Records:
--------------------

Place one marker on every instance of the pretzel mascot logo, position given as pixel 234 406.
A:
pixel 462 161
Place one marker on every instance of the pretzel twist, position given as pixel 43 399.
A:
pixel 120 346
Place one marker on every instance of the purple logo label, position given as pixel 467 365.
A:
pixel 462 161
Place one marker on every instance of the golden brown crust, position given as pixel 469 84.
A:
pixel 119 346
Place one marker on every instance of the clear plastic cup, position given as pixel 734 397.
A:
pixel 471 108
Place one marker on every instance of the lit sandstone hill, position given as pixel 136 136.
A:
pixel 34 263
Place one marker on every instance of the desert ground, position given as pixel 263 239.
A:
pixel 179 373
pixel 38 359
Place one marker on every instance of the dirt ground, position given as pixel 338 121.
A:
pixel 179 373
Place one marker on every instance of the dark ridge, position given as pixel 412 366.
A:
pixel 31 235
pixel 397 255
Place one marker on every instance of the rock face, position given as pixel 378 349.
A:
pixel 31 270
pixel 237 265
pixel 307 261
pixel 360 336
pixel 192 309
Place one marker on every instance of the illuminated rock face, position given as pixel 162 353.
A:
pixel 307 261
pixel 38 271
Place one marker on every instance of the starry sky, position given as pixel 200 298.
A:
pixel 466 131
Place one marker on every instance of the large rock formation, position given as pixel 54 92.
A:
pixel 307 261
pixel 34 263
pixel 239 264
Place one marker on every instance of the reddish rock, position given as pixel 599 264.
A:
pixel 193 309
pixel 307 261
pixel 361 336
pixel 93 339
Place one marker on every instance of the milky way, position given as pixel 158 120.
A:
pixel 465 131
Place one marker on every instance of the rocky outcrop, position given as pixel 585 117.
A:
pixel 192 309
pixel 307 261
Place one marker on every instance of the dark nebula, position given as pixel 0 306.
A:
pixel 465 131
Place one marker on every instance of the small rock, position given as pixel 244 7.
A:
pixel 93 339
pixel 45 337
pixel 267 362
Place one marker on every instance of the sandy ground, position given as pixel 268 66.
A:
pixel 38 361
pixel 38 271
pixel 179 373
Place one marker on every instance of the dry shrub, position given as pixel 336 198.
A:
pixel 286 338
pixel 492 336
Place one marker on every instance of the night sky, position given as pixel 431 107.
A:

--------------------

→ **CHALLENGE**: Copy every line of the listing above word for word.

→ **EXERCISE OUTPUT**:
Place one marker on every instance of the pretzel mascot logo, position given as pixel 234 406.
A:
pixel 462 161
Place one marker on every instance of the pretzel twist, position given as pixel 43 399.
A:
pixel 120 346
Place one marker on every instance of the purple logo label, position given as pixel 467 365.
A:
pixel 462 161
Place one marker on every instance of the golden brown crust, position given as pixel 469 84.
A:
pixel 119 346
Place one marker on every instance of the clear plastic cup, position given as pixel 734 397.
A:
pixel 471 108
Place one marker on every instance of the lit sandstone hill, position given as pixel 136 136.
A:
pixel 34 263
Place one marker on every instance of the desert ground, position given as pixel 263 239.
A:
pixel 179 373
pixel 38 359
Place one marker on every instance of the dirt ground, position given as pixel 338 121.
A:
pixel 179 373
Place one marker on every instance of the dark ridge, position given as pixel 412 366.
A:
pixel 31 235
pixel 397 255
Place one marker on every instance of the rock face, position given as pixel 378 349.
A:
pixel 31 270
pixel 237 265
pixel 307 261
pixel 360 336
pixel 192 309
Place one marker on every instance of the illuminated rock face, position given as pixel 162 353.
A:
pixel 307 261
pixel 38 271
Place one marker on every instance of the starry sky, position given as pixel 200 298.
A:
pixel 466 131
Place one marker on every instance of the large rock formation, position given as pixel 54 92.
A:
pixel 307 261
pixel 34 263
pixel 239 264
Place one marker on every instance of the reddish rock, position given as pixel 599 264.
A:
pixel 193 309
pixel 307 261
pixel 361 336
pixel 93 339
Place one marker on every instance of the milky way, position given as pixel 158 120.
A:
pixel 465 131
Place one marker on every instance of the rocky outcrop, position given as pixel 585 117.
A:
pixel 192 309
pixel 307 261
Place one marker on every instance of the dark nebula, position given as pixel 0 306.
A:
pixel 465 131
Place one marker on every instance of the small rock, position given as pixel 244 7.
A:
pixel 93 339
pixel 45 337
pixel 267 362
Place one marker on every instance of the sandy ground, position given as pixel 268 66.
A:
pixel 38 361
pixel 38 271
pixel 179 373
Place one marker on every instance of the dry shrub, position given as pixel 336 198.
A:
pixel 286 338
pixel 492 336
Place one marker on every instance of the night sky, position given as pixel 431 107.
A:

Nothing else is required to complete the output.